* Tasks for this exercise *
1 – Answer these questions about the passage on a non-profit board's strategic goals:
(a) How many major goals had the board agreed on ten minutes before the scheduled end of the meeting?
(b) Which board meeting in the strategic plan update was this?
(c) How many ways did Lizann suggest for the board to become more familiar with its strategic goals?
2 – Continue the passage on a non-profit board's strategic goals, starting right after its last sentence.

* Passage to read *
-- begin --

Was that a little embarrassing? You’re not alone — when I tried this recently, I was pretty embarrassed too!

association's strategic goals

Last month I joined the board of a local non-profit, just in time to take part in the third and final board meeting to update our strategic plan. It was a productive and well-run meeting, expertly facilitated by non-profit consultant Lizann Peyton, and ten minutes before the scheduled end we had agreed on a list of five major goals, each with several subgoals.

Then Lizann asked us to avert our eyes from our notes and recall the goals we had just spent two hours formulating.

Oh my goodness! My mind went blank. We’d just been talking about our goals, but at that moment it became clear to me (and I suspect to most if not all board members) that we hadn’t internalized them.

That’s upsetting because, Dilbert jokes aside, organizational strategic plan goals need to be top of mind for board members and staff if there’s going to be a reasonable chance that they’ll actually be met. (Otherwise, what’s the point of having them?)

Lizann had clearly seen this movie before. She smoothly suggested three ways for us to become more familiar with our strategic goals at our board meetings.

Three suggestions on how to assist board members become one with your strategic goals

1) Add your list of strategic plan goals to each board meeting agenda. (Print them on the back if you’re still using paper agendas.)

-- end --

* Entries shown *
-- begin --

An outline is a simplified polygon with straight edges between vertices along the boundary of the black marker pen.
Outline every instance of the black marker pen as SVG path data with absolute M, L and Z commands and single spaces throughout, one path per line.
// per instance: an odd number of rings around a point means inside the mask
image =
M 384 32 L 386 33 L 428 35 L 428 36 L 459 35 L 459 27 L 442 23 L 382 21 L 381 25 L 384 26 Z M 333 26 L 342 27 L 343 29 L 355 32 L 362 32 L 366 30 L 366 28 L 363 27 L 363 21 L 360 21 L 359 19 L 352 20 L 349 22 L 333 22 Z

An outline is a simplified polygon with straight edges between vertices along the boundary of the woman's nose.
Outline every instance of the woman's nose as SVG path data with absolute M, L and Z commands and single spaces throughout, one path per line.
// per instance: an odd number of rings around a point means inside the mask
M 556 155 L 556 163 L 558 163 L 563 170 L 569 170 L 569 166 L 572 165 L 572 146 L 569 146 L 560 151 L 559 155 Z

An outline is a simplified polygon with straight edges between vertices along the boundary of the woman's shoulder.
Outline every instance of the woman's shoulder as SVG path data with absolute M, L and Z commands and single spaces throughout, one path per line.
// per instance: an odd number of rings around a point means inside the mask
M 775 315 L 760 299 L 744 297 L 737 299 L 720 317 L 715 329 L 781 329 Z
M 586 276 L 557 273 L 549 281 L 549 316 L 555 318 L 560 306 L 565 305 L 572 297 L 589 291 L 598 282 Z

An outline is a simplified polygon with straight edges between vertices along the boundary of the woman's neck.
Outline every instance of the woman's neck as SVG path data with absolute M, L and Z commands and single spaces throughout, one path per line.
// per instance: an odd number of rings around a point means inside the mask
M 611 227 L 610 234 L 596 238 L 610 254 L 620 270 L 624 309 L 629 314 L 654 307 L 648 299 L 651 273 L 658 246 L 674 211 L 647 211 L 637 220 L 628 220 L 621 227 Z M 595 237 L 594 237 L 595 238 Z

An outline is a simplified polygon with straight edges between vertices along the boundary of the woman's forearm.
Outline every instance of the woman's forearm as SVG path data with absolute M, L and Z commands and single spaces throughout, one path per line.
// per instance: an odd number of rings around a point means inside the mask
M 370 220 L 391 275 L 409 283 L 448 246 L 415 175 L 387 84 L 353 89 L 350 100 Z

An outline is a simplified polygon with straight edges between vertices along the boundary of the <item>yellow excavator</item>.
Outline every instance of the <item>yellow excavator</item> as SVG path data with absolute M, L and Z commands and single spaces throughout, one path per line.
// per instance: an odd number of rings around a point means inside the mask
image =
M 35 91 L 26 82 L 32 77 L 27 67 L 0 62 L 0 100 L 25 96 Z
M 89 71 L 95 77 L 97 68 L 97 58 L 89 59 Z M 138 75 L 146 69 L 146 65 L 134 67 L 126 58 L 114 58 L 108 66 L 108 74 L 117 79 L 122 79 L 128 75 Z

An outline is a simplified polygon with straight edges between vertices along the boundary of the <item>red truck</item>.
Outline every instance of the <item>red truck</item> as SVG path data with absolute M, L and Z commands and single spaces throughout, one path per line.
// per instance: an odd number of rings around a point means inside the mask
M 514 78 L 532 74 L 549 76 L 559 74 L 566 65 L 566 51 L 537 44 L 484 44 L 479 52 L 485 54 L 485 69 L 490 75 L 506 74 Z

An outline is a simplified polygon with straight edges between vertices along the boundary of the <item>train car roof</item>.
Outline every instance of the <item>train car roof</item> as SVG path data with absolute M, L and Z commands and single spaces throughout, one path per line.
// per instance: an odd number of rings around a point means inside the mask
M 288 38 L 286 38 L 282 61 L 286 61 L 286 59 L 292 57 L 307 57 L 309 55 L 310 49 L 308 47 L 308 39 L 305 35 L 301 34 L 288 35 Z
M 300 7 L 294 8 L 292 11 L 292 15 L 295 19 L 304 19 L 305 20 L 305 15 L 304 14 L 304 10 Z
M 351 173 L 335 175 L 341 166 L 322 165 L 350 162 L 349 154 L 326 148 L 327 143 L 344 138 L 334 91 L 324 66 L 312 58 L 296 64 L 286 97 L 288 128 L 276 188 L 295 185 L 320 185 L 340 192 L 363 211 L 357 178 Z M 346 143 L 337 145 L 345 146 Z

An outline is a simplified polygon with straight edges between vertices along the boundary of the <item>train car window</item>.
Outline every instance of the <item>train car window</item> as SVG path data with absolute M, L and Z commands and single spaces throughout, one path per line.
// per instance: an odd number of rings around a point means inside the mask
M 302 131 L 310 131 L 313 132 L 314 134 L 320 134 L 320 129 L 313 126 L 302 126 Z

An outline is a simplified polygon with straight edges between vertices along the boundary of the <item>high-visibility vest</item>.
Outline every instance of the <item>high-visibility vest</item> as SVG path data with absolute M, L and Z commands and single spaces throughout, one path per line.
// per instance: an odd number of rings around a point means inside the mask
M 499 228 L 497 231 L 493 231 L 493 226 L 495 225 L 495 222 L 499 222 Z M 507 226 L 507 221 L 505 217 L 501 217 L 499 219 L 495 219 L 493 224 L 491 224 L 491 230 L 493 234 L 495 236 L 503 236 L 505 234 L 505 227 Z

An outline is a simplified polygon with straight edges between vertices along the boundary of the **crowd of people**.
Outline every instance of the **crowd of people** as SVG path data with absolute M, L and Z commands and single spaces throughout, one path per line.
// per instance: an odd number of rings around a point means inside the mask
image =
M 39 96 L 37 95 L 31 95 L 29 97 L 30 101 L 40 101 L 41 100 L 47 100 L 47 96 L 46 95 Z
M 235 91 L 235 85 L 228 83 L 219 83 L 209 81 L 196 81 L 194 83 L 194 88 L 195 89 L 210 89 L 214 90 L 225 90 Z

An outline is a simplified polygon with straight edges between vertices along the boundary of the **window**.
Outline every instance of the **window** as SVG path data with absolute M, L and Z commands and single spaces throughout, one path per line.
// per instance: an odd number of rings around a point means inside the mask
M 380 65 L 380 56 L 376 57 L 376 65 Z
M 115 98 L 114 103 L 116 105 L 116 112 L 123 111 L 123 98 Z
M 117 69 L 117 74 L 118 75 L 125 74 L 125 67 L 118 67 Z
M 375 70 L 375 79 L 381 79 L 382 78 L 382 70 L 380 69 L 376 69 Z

-- end --

* The answers *
1 –
(a) Five major goals, each with several subgoals.
(b) The third and final board meeting to update the strategic plan.
(c) Three ways.

2 –
2) At each board meeting, organize the agenda to reflect the structure of your strategic goals. Also, include a short discussion about some part of your strategic direction. For example, if one of your goals is to assess opportunities for the use of new space, include an agenda item at each meeting for a progress update from the new space committee.

3) Have the executive director’s reports to the board be organized around the strategic goals too.  After all, the director’s job is to help move the organization in the direction set by the board.

Lessons learned

My inability to recall conclusions that we’d just spent two hours creating clearly indicates the limitations of learning models that rely on one-time exposure to information (e.g. lecturing). Learning research tells us that “repeat to remember” is key to encoding learning in long-term memory. Although the monthly interval between our meetings is longer than optimum, following Lizann’s recommendations over time should help us internalize our strategic goals, reducing future potential embarrassment and, more importantly, improving our ability to achieve them.

Perhaps these recommendations will help your association’s staff and board members too!